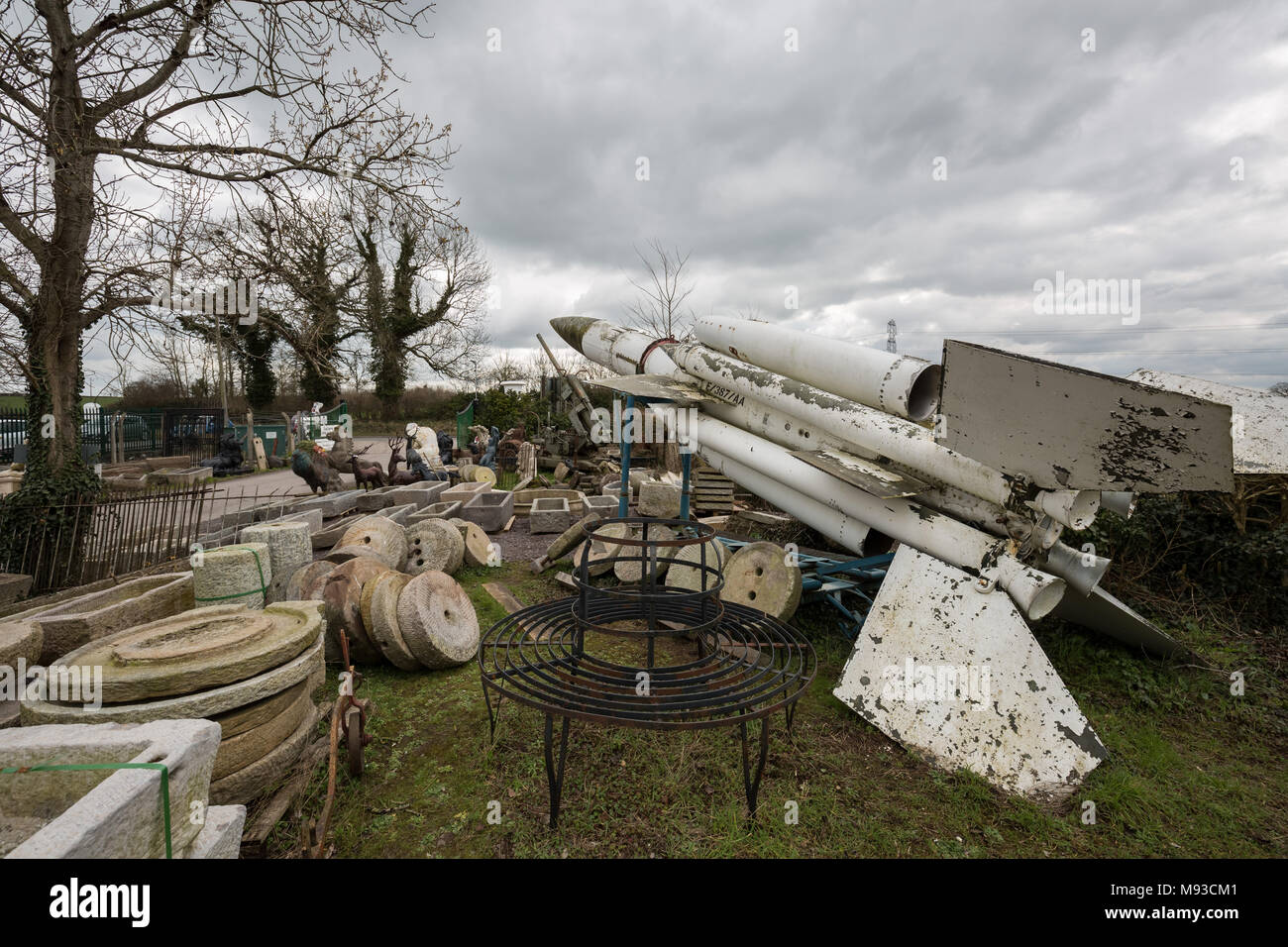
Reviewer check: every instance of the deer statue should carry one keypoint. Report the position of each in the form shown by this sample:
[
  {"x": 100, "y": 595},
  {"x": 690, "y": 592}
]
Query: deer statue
[
  {"x": 395, "y": 475},
  {"x": 368, "y": 475}
]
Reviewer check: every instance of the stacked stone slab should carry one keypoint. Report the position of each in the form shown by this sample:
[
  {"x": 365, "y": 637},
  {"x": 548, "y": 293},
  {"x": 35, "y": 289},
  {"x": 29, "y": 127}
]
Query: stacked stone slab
[
  {"x": 290, "y": 548},
  {"x": 241, "y": 575},
  {"x": 51, "y": 630},
  {"x": 253, "y": 672},
  {"x": 115, "y": 813}
]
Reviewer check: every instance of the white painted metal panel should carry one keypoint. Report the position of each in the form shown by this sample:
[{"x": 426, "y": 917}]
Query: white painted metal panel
[
  {"x": 992, "y": 703},
  {"x": 1260, "y": 418},
  {"x": 1069, "y": 428}
]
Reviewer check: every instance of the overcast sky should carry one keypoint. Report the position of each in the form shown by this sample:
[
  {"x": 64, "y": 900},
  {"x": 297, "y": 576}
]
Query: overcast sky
[
  {"x": 816, "y": 167},
  {"x": 926, "y": 162}
]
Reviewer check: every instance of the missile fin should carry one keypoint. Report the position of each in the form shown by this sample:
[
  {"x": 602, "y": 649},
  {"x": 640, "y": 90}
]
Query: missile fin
[
  {"x": 1104, "y": 613},
  {"x": 1260, "y": 418},
  {"x": 957, "y": 676},
  {"x": 1067, "y": 428}
]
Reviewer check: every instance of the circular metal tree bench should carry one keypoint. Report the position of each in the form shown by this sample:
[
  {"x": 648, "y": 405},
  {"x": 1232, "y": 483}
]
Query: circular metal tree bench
[{"x": 746, "y": 665}]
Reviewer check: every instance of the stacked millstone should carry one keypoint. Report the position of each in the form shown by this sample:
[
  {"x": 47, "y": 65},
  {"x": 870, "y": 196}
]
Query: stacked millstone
[
  {"x": 252, "y": 672},
  {"x": 381, "y": 613}
]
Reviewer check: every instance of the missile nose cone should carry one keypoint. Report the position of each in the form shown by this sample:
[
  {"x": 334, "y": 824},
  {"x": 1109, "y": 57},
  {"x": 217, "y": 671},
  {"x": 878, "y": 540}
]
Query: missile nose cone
[{"x": 571, "y": 329}]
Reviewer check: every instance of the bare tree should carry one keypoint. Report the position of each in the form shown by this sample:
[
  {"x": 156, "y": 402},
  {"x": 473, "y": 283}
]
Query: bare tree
[
  {"x": 660, "y": 309},
  {"x": 107, "y": 110}
]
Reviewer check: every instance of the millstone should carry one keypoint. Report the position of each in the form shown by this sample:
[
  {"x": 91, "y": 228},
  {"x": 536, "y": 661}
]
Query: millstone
[
  {"x": 385, "y": 538},
  {"x": 381, "y": 617},
  {"x": 478, "y": 547},
  {"x": 232, "y": 575},
  {"x": 434, "y": 545},
  {"x": 342, "y": 604},
  {"x": 683, "y": 575},
  {"x": 344, "y": 553},
  {"x": 197, "y": 650},
  {"x": 301, "y": 579},
  {"x": 290, "y": 547},
  {"x": 759, "y": 577},
  {"x": 630, "y": 571},
  {"x": 257, "y": 779},
  {"x": 20, "y": 639},
  {"x": 600, "y": 552},
  {"x": 437, "y": 620},
  {"x": 207, "y": 703},
  {"x": 243, "y": 749}
]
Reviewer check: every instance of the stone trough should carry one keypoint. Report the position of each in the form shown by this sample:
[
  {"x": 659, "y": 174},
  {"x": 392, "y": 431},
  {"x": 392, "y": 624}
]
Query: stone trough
[
  {"x": 114, "y": 813},
  {"x": 489, "y": 510},
  {"x": 76, "y": 621}
]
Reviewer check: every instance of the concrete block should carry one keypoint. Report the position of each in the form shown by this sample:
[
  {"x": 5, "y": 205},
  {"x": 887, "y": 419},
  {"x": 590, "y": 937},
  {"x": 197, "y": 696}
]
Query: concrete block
[
  {"x": 437, "y": 510},
  {"x": 550, "y": 514},
  {"x": 330, "y": 504},
  {"x": 661, "y": 500},
  {"x": 421, "y": 493},
  {"x": 375, "y": 499},
  {"x": 220, "y": 832},
  {"x": 464, "y": 492},
  {"x": 399, "y": 514},
  {"x": 103, "y": 813},
  {"x": 489, "y": 510}
]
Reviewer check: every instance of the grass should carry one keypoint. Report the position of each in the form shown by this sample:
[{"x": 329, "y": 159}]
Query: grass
[{"x": 1193, "y": 771}]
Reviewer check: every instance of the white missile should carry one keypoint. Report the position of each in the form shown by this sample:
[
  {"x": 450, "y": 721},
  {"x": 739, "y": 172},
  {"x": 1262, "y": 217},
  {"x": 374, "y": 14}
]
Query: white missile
[
  {"x": 914, "y": 525},
  {"x": 897, "y": 384}
]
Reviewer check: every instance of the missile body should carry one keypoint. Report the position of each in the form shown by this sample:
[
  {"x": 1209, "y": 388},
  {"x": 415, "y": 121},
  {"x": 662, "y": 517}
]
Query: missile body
[
  {"x": 897, "y": 384},
  {"x": 912, "y": 523}
]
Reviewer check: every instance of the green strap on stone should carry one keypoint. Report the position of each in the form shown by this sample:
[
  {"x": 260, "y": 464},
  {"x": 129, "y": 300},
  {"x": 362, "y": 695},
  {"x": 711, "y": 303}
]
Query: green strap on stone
[
  {"x": 262, "y": 590},
  {"x": 72, "y": 767}
]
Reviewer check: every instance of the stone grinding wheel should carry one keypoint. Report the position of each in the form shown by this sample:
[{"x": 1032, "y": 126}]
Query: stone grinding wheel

====

### [Problem]
Could you reproduce every row above word for word, leaving the pictures out of your copy?

### [Response]
Reviewer check: every instance of the deer statue should carry one keypoint. Report the position of each in the form shown by this sample:
[
  {"x": 100, "y": 595},
  {"x": 690, "y": 592}
]
Query: deer statue
[
  {"x": 395, "y": 475},
  {"x": 368, "y": 475}
]
Reviewer check: every instance of the stacked stone slab should carry one keypoint. Report the position of each in the form shown by this sample:
[
  {"x": 365, "y": 637},
  {"x": 548, "y": 293},
  {"x": 35, "y": 289},
  {"x": 29, "y": 127}
]
Query: stacked stone slab
[
  {"x": 290, "y": 548},
  {"x": 241, "y": 575},
  {"x": 51, "y": 630},
  {"x": 253, "y": 672},
  {"x": 115, "y": 813}
]
Reviewer check: every instance of the white painted metal panel should carry one keypoint. Report the position of each in the form shown by this sample:
[{"x": 426, "y": 917}]
Query: white painted metal panel
[
  {"x": 992, "y": 703},
  {"x": 1260, "y": 418},
  {"x": 1069, "y": 428}
]
Reviewer check: every instance of the overcast sky should carry one keypoint. Report the position of each in the form shown by this sample:
[
  {"x": 64, "y": 900},
  {"x": 297, "y": 576}
]
Query: overcast sky
[
  {"x": 816, "y": 167},
  {"x": 926, "y": 162}
]
Reviewer check: every instance of the missile fin should carry one keypoint. Report the position of each in the form shown by this sample:
[
  {"x": 602, "y": 649},
  {"x": 640, "y": 90}
]
Query: missile fin
[
  {"x": 1104, "y": 613},
  {"x": 1260, "y": 418},
  {"x": 957, "y": 676},
  {"x": 1067, "y": 428}
]
Reviewer check: every instance of the circular metal tree bench should carry one keypoint. Report the position of each in the form shown by this sample:
[
  {"x": 648, "y": 405},
  {"x": 1232, "y": 483}
]
Query: circular metal tree bench
[{"x": 746, "y": 665}]
Reviewer check: every instance of the stacked millstone should carry one keypoint. Report the position of each in the form shown by this sample:
[
  {"x": 47, "y": 65},
  {"x": 870, "y": 196}
]
Query: stacked millstone
[
  {"x": 252, "y": 672},
  {"x": 381, "y": 613}
]
Reviewer check: every instance of the missile nose cone should carry one keypoint. Report the position of each in the form shown by this sample:
[
  {"x": 334, "y": 824},
  {"x": 1109, "y": 57},
  {"x": 217, "y": 671},
  {"x": 878, "y": 540}
]
Query: missile nose cone
[{"x": 571, "y": 329}]
Reviewer check: every instance of the bare tree should carry one keypoint. Report the position of each in the form shown by this sample:
[
  {"x": 156, "y": 402},
  {"x": 473, "y": 283}
]
Query: bare tree
[
  {"x": 660, "y": 309},
  {"x": 107, "y": 110}
]
Reviewer check: every instance of the millstone should carry one keypoint. Report the position of each in the form shown by this sample:
[
  {"x": 91, "y": 228},
  {"x": 536, "y": 661}
]
Query: millstone
[
  {"x": 385, "y": 538},
  {"x": 381, "y": 617},
  {"x": 478, "y": 547},
  {"x": 232, "y": 575},
  {"x": 434, "y": 545},
  {"x": 342, "y": 604},
  {"x": 683, "y": 575},
  {"x": 344, "y": 553},
  {"x": 197, "y": 650},
  {"x": 301, "y": 579},
  {"x": 290, "y": 547},
  {"x": 759, "y": 577},
  {"x": 630, "y": 571},
  {"x": 257, "y": 779},
  {"x": 20, "y": 639},
  {"x": 600, "y": 552},
  {"x": 437, "y": 620},
  {"x": 207, "y": 703},
  {"x": 243, "y": 749}
]
Reviewer check: every instance of the stone trough should carry one keypoint. Report the position of each in the form shown by this sample:
[
  {"x": 659, "y": 174},
  {"x": 392, "y": 431},
  {"x": 392, "y": 624}
]
Query: stone trough
[
  {"x": 114, "y": 813},
  {"x": 489, "y": 510},
  {"x": 76, "y": 621}
]
Reviewer check: every instance of the concrete block should carry one keypoint. Report the position of each in the form shown by this sample:
[
  {"x": 5, "y": 205},
  {"x": 887, "y": 419},
  {"x": 590, "y": 937},
  {"x": 197, "y": 696}
]
Query: concrete block
[
  {"x": 437, "y": 510},
  {"x": 550, "y": 514},
  {"x": 330, "y": 504},
  {"x": 661, "y": 500},
  {"x": 421, "y": 493},
  {"x": 375, "y": 499},
  {"x": 220, "y": 832},
  {"x": 464, "y": 492},
  {"x": 399, "y": 514},
  {"x": 103, "y": 813},
  {"x": 489, "y": 510}
]
Reviewer check: every instance of the grass should carry one keypoint. Report the position of each in the form shown by this sample:
[{"x": 329, "y": 159}]
Query: grass
[{"x": 1193, "y": 771}]
Reviewer check: every instance of the white missile should carry one keypoint. Report the position of each in the form shown by this sample:
[
  {"x": 450, "y": 721},
  {"x": 739, "y": 172},
  {"x": 1262, "y": 217},
  {"x": 374, "y": 14}
]
Query: white missile
[
  {"x": 914, "y": 525},
  {"x": 897, "y": 384}
]
Reviewer check: every instance of the missile body should carry one keypoint. Report the position of each in the form shown by this sample:
[
  {"x": 1209, "y": 388},
  {"x": 415, "y": 121},
  {"x": 662, "y": 517}
]
Query: missile body
[
  {"x": 897, "y": 384},
  {"x": 912, "y": 523}
]
Reviewer check: every instance of the green strap on stone should carry one keypoint. Report the position of each in the form shown by this sample:
[
  {"x": 260, "y": 464},
  {"x": 129, "y": 300},
  {"x": 362, "y": 695},
  {"x": 711, "y": 303}
]
Query: green strap on stone
[
  {"x": 262, "y": 590},
  {"x": 72, "y": 767}
]
Reviewer check: every instance of the stone grinding wheel should carry one keypoint. Report the position of each in the form shown by this sample:
[{"x": 1032, "y": 126}]
Query: stone grinding wheel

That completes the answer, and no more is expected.